EXERCISE OBJECTIVE:
Copy each line in the data that includes the word "steering".

Stored items from a collection
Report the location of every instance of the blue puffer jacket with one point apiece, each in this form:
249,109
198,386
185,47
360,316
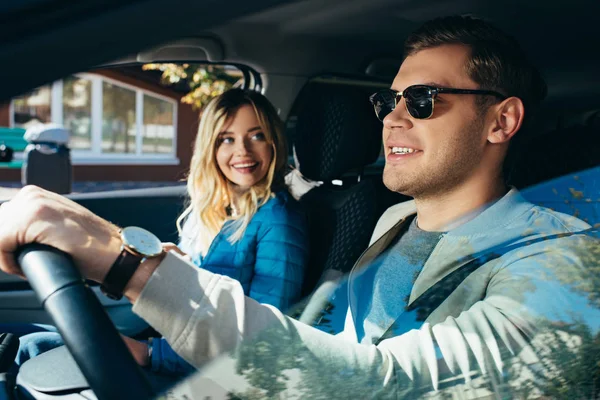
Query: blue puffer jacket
269,262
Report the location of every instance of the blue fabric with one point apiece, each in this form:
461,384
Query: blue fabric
394,271
269,262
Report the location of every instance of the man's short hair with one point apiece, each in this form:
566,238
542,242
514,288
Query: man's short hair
497,62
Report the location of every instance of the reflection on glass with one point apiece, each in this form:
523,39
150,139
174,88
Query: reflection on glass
77,111
33,108
158,131
118,119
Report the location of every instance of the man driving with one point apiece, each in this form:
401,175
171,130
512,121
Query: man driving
467,283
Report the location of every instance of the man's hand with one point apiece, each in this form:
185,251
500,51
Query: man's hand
139,350
35,215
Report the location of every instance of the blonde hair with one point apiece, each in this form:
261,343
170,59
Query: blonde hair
210,192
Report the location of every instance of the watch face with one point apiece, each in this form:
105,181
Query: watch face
141,241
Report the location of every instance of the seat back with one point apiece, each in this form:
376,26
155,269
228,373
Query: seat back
336,135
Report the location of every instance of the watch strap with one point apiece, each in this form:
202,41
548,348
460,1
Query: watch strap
120,274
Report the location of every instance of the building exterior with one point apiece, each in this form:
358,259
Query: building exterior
125,125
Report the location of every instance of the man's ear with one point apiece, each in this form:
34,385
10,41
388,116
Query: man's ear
507,118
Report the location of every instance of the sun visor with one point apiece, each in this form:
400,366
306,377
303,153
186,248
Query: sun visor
190,49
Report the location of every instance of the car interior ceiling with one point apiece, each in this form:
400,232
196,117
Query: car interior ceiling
341,38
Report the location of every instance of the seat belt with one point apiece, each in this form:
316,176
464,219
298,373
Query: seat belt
420,309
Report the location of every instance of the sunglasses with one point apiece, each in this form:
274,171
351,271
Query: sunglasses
419,99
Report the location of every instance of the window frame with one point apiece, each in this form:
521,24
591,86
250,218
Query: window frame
95,156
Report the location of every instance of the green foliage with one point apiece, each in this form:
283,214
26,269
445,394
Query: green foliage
204,81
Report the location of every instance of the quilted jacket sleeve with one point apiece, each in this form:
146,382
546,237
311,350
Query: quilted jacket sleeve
281,256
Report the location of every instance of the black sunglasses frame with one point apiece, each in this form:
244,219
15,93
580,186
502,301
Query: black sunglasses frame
432,92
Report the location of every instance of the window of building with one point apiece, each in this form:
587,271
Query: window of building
128,114
110,121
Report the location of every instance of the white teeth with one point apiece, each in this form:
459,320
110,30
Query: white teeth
402,150
247,165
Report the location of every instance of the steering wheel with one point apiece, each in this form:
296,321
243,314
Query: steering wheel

ANSWER BOX:
Report the location of every instance of the steering wheel with one point apiece, each in this form:
Query: steering wheel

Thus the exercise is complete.